Brief: Below is a block of entries, which should be copied verbatim apart from the pictures.

(Stored records)
= = = = =

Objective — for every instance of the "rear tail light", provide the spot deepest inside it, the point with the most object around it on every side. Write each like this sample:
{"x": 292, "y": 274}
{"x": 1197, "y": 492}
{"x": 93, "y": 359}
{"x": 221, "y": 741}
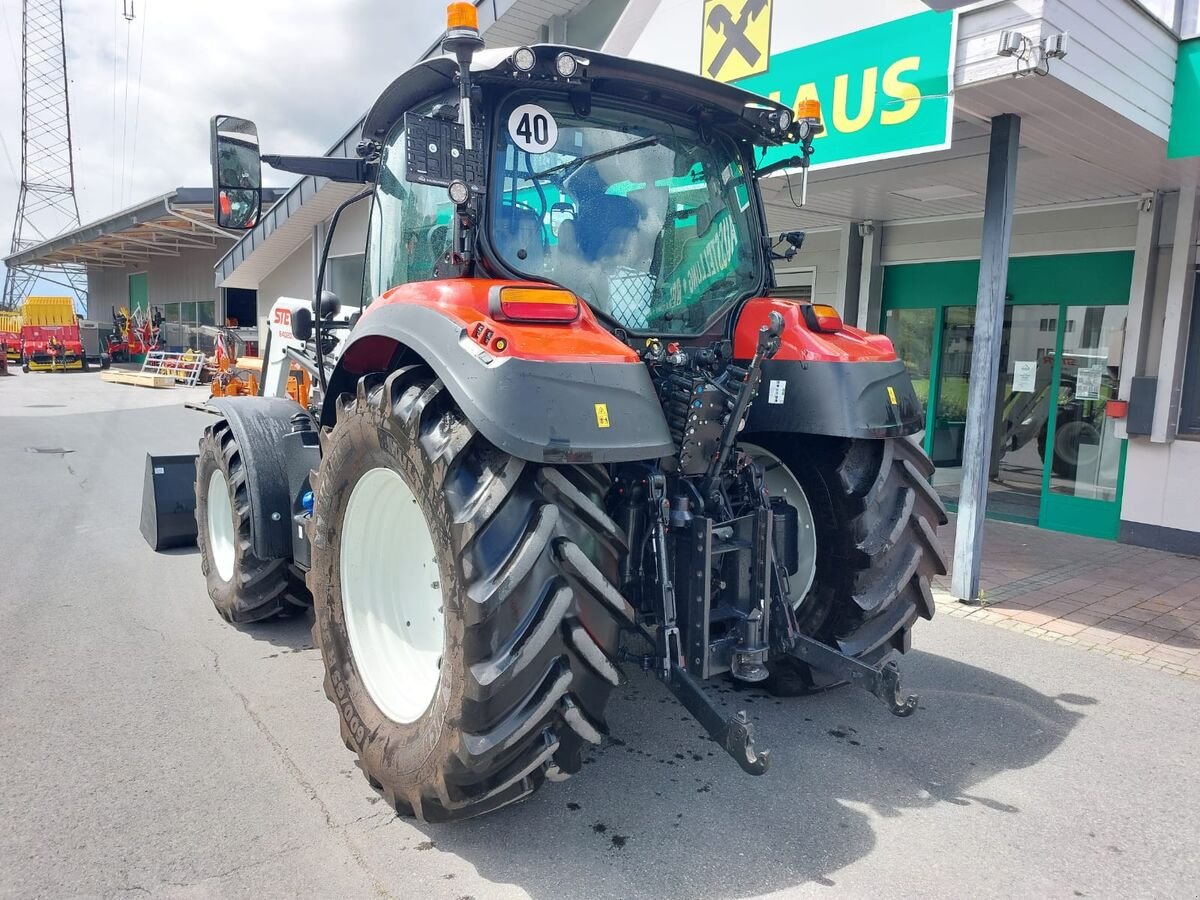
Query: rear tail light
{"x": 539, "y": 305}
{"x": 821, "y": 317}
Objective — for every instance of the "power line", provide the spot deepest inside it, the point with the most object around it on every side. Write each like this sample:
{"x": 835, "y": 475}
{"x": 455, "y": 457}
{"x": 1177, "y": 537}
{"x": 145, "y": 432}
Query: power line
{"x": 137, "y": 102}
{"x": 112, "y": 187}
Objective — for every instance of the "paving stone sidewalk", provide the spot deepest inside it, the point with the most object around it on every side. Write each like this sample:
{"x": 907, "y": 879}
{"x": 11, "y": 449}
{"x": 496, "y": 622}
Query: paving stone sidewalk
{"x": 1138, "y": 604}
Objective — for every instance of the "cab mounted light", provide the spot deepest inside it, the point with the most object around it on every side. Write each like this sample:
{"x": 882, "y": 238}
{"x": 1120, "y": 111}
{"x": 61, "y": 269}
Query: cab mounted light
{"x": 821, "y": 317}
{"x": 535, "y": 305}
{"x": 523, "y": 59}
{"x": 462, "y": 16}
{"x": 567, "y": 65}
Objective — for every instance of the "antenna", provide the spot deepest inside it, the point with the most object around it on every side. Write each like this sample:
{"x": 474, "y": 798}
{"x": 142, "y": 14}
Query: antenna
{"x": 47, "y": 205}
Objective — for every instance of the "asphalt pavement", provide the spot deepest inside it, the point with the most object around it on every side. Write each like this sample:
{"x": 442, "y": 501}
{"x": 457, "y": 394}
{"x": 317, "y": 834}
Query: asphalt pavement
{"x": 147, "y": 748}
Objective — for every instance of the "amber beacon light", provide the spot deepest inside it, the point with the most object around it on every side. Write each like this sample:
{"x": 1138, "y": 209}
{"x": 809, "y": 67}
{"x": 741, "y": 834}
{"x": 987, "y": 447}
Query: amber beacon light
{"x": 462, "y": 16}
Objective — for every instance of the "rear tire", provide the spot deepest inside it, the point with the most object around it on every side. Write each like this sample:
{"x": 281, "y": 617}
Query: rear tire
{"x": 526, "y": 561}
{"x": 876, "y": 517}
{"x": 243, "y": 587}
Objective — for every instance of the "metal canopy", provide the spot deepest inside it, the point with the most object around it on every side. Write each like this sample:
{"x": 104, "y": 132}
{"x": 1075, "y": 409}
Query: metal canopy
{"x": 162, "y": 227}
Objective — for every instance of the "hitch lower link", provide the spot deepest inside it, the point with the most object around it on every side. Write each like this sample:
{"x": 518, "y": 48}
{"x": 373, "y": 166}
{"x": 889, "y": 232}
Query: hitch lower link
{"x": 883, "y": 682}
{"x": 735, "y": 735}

= = = = =

Problem solution:
Objective — for every instance of the "rear tail light", provide the spot deepest inside it, the point with the most object around it on every side. Write each like this sample:
{"x": 292, "y": 274}
{"x": 1197, "y": 492}
{"x": 93, "y": 359}
{"x": 221, "y": 741}
Query: rear tail light
{"x": 539, "y": 305}
{"x": 821, "y": 317}
Objective — for every instance of the "power line", provide the spot deepest inside it, the point with the most object around it on every side. Write each like this sample:
{"x": 835, "y": 475}
{"x": 455, "y": 457}
{"x": 1177, "y": 537}
{"x": 145, "y": 432}
Query: power line
{"x": 137, "y": 102}
{"x": 112, "y": 187}
Objective — for every instance of the "paving stone sidewalk", provide the spot deepest inside it, the point with the most object around it on every side. Write each like this sample:
{"x": 907, "y": 879}
{"x": 11, "y": 449}
{"x": 496, "y": 622}
Query: paving stone sidewalk
{"x": 1138, "y": 604}
Objective — for every instance of the "cab mounted light", provide the spot deepest inside it, the point with the most object around it on every side. Write each like this sample:
{"x": 882, "y": 238}
{"x": 1120, "y": 111}
{"x": 61, "y": 269}
Query: cab mounted light
{"x": 821, "y": 317}
{"x": 535, "y": 305}
{"x": 523, "y": 59}
{"x": 462, "y": 16}
{"x": 567, "y": 65}
Objective — for every instance of the "antenna", provide the spot deepest inside it, the point with the most object around it on every side. Write each like this sample:
{"x": 474, "y": 798}
{"x": 142, "y": 14}
Query: antenna
{"x": 47, "y": 205}
Objective — for every instance of the "asphalt pavement", provide the spot deepest inside it, the point with the most object around it on every side. Write each like this sample:
{"x": 442, "y": 501}
{"x": 457, "y": 394}
{"x": 317, "y": 834}
Query: asphalt pavement
{"x": 147, "y": 748}
Objective — for every instance of the "amber beacon light", provide the spot deepest inside it, the point with the most object around it on every side. Write each like this sample:
{"x": 1138, "y": 209}
{"x": 809, "y": 67}
{"x": 741, "y": 834}
{"x": 987, "y": 447}
Query: amber beacon light
{"x": 462, "y": 16}
Objective — for every instance of the "rear tire", provide the spot deepest inside it, the point with the most object around it on every side. Write each like this sample:
{"x": 281, "y": 617}
Query: rear tire
{"x": 526, "y": 561}
{"x": 876, "y": 517}
{"x": 243, "y": 587}
Objective — for every instance of the "metal canopy", provide the spot deepest inside it, the point with the most object around it on every side. Write each like this sample:
{"x": 104, "y": 132}
{"x": 1075, "y": 409}
Query: metal canopy
{"x": 162, "y": 227}
Objective — for every instance of the "hitch lower link", provide the spot deepest inside it, the point with the most object around it on every side. Write each like this sample:
{"x": 518, "y": 48}
{"x": 373, "y": 166}
{"x": 889, "y": 232}
Query: hitch lower link
{"x": 883, "y": 682}
{"x": 735, "y": 735}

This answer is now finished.